-- Data shown follows --

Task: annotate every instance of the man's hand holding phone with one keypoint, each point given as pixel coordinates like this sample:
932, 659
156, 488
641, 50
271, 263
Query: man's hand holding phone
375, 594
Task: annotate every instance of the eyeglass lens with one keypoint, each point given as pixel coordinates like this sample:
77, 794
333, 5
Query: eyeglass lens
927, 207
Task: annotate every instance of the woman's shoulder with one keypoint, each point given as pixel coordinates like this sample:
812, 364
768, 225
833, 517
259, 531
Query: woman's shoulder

-- Data shown concluded --
-- Data shown follows --

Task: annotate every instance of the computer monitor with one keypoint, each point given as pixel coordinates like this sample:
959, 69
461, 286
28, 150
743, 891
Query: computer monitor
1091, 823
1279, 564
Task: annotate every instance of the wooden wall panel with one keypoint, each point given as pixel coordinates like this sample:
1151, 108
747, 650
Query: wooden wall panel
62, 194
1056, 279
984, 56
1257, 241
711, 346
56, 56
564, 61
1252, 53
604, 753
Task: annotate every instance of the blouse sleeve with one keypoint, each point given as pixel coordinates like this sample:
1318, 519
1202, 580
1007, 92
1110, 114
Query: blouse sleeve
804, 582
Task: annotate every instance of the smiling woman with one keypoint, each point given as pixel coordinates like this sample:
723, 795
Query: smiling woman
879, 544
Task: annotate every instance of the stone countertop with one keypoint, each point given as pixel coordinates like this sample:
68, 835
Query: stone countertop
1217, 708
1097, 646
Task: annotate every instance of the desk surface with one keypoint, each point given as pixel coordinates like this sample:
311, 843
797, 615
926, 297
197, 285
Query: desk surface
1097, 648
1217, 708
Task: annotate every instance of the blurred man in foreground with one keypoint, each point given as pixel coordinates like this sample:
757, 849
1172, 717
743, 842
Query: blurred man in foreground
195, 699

-- Data shown concluded --
-- Data shown follows --

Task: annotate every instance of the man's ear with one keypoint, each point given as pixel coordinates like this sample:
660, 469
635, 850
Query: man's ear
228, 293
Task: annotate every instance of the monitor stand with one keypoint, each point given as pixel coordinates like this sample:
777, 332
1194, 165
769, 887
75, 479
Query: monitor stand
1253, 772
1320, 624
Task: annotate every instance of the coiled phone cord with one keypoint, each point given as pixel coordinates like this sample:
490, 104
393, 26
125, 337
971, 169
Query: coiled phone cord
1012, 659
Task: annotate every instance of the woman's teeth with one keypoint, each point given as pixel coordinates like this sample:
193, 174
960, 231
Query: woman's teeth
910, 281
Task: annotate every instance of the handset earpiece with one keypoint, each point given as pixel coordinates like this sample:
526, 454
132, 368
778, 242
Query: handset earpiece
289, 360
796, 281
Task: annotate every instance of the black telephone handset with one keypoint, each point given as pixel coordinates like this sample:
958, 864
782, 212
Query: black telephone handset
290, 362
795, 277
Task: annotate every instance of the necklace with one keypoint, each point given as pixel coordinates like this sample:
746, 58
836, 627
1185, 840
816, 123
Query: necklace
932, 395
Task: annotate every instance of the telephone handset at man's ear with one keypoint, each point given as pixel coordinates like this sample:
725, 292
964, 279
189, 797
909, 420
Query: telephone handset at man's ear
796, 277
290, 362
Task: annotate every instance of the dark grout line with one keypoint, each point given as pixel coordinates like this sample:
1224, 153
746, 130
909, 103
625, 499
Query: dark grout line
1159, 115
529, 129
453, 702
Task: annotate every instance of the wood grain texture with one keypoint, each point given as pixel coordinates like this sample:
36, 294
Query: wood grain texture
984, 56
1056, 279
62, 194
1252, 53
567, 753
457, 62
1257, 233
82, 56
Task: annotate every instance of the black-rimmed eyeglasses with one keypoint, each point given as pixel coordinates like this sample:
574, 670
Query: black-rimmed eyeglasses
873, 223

-- Data shown concluded --

Send back exactly the lines of the listing above starting at the one with "Query: eyeglass lens" and ending at the one with "Query: woman's shoulder", inclusive, and no others.

Query: eyeglass lens
927, 207
Task: annotate every instance of the woman's shoulder with one keypoint, each point given as pixel coordinates like this sample:
812, 364
768, 225
833, 517
259, 531
Query: woman's shoulder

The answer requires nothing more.